━━━ Data section
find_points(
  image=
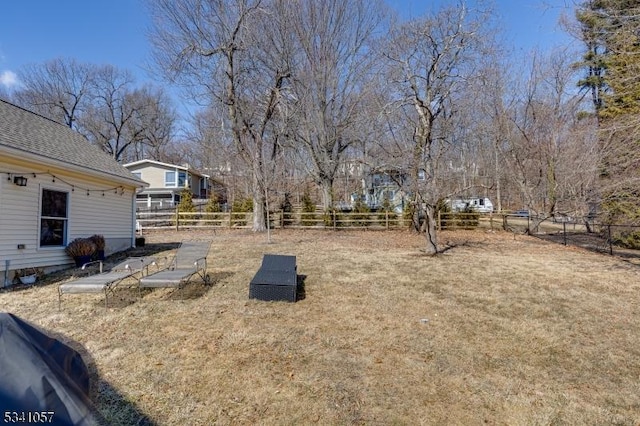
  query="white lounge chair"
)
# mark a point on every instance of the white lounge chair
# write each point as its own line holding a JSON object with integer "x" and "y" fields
{"x": 132, "y": 267}
{"x": 190, "y": 260}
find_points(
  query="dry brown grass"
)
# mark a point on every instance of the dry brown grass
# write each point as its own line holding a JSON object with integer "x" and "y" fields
{"x": 497, "y": 330}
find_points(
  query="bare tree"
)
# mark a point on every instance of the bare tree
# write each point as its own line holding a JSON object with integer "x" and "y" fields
{"x": 113, "y": 119}
{"x": 332, "y": 67}
{"x": 59, "y": 89}
{"x": 228, "y": 51}
{"x": 546, "y": 146}
{"x": 157, "y": 119}
{"x": 431, "y": 60}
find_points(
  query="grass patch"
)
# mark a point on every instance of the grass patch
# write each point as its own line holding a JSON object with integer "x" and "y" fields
{"x": 497, "y": 329}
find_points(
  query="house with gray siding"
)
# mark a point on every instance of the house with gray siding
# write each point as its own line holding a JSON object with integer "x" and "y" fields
{"x": 56, "y": 186}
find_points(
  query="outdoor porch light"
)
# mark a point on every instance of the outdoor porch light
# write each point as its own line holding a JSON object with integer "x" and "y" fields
{"x": 20, "y": 180}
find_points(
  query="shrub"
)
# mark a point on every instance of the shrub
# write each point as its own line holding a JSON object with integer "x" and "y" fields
{"x": 80, "y": 247}
{"x": 213, "y": 206}
{"x": 99, "y": 241}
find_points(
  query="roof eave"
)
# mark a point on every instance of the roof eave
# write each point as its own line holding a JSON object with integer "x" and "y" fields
{"x": 27, "y": 155}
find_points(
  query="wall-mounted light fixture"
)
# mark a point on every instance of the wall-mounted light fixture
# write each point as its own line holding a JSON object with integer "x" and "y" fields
{"x": 20, "y": 180}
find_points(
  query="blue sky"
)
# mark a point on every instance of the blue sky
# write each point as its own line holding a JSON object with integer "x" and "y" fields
{"x": 114, "y": 31}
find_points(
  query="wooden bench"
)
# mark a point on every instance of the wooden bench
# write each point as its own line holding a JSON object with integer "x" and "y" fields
{"x": 276, "y": 279}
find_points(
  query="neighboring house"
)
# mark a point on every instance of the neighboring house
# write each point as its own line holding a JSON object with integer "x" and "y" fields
{"x": 477, "y": 204}
{"x": 167, "y": 181}
{"x": 385, "y": 184}
{"x": 55, "y": 186}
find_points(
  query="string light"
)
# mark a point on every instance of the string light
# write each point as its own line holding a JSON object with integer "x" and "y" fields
{"x": 118, "y": 189}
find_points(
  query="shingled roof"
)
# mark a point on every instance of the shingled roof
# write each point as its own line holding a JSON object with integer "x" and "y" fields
{"x": 34, "y": 134}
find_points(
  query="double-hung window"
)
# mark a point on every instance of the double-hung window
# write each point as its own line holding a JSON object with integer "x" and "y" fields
{"x": 175, "y": 179}
{"x": 170, "y": 179}
{"x": 54, "y": 218}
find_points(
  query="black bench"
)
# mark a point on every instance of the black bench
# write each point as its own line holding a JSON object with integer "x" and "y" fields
{"x": 277, "y": 279}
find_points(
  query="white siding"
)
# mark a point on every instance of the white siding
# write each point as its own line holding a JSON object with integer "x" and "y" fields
{"x": 110, "y": 215}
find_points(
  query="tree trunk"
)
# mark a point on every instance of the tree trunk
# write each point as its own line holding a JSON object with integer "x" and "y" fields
{"x": 430, "y": 230}
{"x": 327, "y": 194}
{"x": 258, "y": 205}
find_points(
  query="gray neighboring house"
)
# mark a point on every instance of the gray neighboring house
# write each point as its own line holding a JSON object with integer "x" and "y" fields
{"x": 167, "y": 181}
{"x": 56, "y": 186}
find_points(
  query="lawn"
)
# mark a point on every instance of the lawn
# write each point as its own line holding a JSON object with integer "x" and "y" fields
{"x": 497, "y": 329}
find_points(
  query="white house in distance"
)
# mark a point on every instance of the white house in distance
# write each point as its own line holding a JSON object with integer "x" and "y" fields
{"x": 167, "y": 181}
{"x": 55, "y": 186}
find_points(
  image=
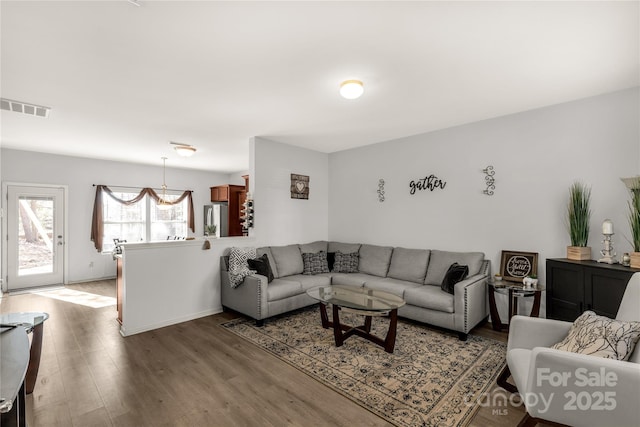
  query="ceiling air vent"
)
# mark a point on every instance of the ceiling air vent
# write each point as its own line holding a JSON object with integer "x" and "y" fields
{"x": 25, "y": 108}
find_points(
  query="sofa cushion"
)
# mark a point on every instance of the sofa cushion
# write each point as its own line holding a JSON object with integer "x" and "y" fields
{"x": 272, "y": 263}
{"x": 308, "y": 282}
{"x": 456, "y": 273}
{"x": 351, "y": 279}
{"x": 375, "y": 260}
{"x": 430, "y": 297}
{"x": 409, "y": 264}
{"x": 262, "y": 267}
{"x": 314, "y": 247}
{"x": 345, "y": 263}
{"x": 440, "y": 261}
{"x": 345, "y": 248}
{"x": 288, "y": 260}
{"x": 315, "y": 263}
{"x": 392, "y": 286}
{"x": 281, "y": 289}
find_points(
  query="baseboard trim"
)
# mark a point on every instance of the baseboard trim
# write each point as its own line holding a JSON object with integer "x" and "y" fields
{"x": 125, "y": 332}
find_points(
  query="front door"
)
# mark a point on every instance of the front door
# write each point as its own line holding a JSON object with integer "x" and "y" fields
{"x": 35, "y": 236}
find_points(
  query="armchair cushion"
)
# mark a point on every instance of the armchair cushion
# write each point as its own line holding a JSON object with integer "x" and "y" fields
{"x": 600, "y": 336}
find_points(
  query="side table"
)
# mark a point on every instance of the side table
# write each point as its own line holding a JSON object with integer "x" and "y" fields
{"x": 32, "y": 322}
{"x": 514, "y": 292}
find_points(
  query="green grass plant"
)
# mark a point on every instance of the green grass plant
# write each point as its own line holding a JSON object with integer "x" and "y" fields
{"x": 579, "y": 213}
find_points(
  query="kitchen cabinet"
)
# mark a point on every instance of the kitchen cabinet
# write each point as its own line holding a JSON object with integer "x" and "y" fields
{"x": 576, "y": 286}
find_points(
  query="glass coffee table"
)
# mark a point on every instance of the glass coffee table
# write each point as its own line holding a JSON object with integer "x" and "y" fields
{"x": 32, "y": 322}
{"x": 366, "y": 302}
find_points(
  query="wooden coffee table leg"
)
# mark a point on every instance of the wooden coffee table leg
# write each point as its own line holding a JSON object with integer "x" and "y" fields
{"x": 337, "y": 329}
{"x": 367, "y": 324}
{"x": 323, "y": 316}
{"x": 390, "y": 341}
{"x": 34, "y": 359}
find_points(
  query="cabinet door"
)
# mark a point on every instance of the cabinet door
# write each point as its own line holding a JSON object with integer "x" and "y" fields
{"x": 565, "y": 290}
{"x": 604, "y": 289}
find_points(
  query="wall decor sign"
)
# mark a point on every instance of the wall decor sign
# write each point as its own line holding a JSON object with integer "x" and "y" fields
{"x": 430, "y": 182}
{"x": 299, "y": 186}
{"x": 381, "y": 190}
{"x": 515, "y": 266}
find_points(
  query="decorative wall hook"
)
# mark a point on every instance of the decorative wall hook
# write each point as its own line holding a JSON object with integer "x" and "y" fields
{"x": 489, "y": 180}
{"x": 381, "y": 190}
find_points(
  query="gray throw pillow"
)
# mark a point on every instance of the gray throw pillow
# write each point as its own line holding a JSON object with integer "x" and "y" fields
{"x": 315, "y": 263}
{"x": 345, "y": 263}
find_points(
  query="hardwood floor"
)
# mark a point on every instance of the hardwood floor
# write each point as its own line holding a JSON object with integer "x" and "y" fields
{"x": 191, "y": 374}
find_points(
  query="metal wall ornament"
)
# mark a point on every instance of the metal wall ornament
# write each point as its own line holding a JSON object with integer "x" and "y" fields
{"x": 490, "y": 181}
{"x": 381, "y": 190}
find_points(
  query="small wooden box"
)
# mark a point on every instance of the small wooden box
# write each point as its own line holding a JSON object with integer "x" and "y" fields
{"x": 578, "y": 253}
{"x": 635, "y": 259}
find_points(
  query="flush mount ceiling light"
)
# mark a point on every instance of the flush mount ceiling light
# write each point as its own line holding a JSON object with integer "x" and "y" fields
{"x": 351, "y": 89}
{"x": 185, "y": 150}
{"x": 24, "y": 107}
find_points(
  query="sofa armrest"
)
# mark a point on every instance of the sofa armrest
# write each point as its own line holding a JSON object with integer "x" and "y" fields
{"x": 529, "y": 332}
{"x": 470, "y": 305}
{"x": 578, "y": 389}
{"x": 248, "y": 298}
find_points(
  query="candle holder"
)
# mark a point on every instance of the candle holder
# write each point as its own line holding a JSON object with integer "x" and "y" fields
{"x": 608, "y": 254}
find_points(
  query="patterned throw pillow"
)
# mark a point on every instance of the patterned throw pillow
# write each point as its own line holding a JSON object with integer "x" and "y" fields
{"x": 345, "y": 263}
{"x": 315, "y": 263}
{"x": 238, "y": 266}
{"x": 600, "y": 336}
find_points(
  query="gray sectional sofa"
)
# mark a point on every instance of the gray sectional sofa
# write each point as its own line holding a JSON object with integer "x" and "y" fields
{"x": 413, "y": 274}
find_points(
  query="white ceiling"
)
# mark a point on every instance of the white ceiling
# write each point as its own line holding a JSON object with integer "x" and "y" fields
{"x": 123, "y": 80}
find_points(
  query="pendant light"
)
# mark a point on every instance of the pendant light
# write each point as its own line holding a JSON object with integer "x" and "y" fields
━━━━━━
### Problem
Count the lines in the material above that contain the string "wooden", and reply with that number alone.

### Task response
6